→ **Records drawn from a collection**
□ □ □ □
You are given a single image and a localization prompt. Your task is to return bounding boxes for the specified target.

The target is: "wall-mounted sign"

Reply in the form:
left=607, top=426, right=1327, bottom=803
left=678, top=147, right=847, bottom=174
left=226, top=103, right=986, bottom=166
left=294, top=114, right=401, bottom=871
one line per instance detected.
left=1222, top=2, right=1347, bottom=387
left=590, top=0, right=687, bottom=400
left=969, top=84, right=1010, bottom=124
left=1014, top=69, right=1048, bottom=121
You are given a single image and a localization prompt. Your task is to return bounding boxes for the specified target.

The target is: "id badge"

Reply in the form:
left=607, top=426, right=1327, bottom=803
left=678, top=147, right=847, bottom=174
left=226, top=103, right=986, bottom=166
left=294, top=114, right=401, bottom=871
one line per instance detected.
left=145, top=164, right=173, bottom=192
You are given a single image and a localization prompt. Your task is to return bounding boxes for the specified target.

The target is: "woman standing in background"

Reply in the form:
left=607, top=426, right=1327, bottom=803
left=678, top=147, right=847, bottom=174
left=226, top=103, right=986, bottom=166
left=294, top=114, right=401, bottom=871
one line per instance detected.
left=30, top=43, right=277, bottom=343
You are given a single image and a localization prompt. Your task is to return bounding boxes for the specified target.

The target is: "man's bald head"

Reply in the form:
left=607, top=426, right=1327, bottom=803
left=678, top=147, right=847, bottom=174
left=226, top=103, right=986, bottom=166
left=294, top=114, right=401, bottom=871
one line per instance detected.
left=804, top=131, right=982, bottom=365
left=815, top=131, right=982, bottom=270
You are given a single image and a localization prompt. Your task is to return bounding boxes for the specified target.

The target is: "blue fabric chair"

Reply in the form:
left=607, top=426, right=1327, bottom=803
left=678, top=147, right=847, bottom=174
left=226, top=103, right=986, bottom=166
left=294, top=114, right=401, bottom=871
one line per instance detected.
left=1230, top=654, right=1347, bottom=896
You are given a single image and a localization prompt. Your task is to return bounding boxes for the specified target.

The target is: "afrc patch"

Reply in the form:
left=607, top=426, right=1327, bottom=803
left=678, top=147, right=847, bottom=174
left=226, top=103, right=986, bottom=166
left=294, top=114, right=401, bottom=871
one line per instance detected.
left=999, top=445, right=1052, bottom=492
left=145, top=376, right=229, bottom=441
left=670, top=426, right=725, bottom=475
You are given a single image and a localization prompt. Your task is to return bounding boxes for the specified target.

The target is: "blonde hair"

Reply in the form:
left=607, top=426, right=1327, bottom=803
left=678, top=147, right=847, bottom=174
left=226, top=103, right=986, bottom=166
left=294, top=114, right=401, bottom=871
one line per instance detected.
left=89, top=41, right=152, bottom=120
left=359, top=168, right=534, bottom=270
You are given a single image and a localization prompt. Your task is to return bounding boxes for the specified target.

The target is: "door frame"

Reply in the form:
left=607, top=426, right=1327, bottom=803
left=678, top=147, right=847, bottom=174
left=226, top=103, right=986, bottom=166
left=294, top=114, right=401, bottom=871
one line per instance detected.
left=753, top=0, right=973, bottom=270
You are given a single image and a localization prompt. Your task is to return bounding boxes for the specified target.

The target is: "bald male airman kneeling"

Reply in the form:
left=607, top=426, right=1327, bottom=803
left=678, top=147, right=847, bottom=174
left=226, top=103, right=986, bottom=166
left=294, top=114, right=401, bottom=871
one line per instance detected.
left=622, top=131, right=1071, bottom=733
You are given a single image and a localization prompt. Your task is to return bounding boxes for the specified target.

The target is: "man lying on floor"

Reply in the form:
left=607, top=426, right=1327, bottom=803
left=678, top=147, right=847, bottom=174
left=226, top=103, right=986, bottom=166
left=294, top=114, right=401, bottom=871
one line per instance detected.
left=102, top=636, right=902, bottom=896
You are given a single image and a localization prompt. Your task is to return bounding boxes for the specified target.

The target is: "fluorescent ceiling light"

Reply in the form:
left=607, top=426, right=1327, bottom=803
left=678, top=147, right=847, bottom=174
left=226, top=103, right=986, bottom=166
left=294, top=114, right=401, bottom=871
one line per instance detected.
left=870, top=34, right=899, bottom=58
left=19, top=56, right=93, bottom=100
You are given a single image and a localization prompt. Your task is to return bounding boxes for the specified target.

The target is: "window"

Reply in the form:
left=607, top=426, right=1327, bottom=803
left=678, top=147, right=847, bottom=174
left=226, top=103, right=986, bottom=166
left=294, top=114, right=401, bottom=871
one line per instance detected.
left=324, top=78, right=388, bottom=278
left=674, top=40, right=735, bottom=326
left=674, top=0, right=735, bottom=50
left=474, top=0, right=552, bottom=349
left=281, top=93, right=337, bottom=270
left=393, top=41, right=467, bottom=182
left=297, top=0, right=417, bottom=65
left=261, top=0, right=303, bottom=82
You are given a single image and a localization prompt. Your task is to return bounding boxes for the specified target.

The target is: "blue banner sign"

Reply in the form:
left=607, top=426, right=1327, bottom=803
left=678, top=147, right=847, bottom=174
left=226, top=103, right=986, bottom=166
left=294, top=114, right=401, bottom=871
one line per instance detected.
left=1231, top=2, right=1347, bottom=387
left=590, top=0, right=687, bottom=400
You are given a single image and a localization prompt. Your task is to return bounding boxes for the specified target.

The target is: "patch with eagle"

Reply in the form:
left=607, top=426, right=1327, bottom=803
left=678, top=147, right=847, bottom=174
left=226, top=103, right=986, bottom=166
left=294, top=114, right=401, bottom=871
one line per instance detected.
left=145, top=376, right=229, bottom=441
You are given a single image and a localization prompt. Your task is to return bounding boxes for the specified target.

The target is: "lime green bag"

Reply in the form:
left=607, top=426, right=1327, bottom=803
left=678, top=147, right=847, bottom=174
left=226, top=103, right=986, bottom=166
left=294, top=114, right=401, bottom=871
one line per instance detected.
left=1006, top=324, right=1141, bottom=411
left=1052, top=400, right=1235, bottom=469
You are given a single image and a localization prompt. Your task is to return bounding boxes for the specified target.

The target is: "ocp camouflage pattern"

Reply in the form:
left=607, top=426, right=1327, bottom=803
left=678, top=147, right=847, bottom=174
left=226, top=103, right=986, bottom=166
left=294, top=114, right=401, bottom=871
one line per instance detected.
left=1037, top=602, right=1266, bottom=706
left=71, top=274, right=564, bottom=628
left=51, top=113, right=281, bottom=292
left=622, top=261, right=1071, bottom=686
□ □ □ □
Count how many lines of the records above contain the string "blue", treating uppercase and lowercase as different. Reply with the number alone.

2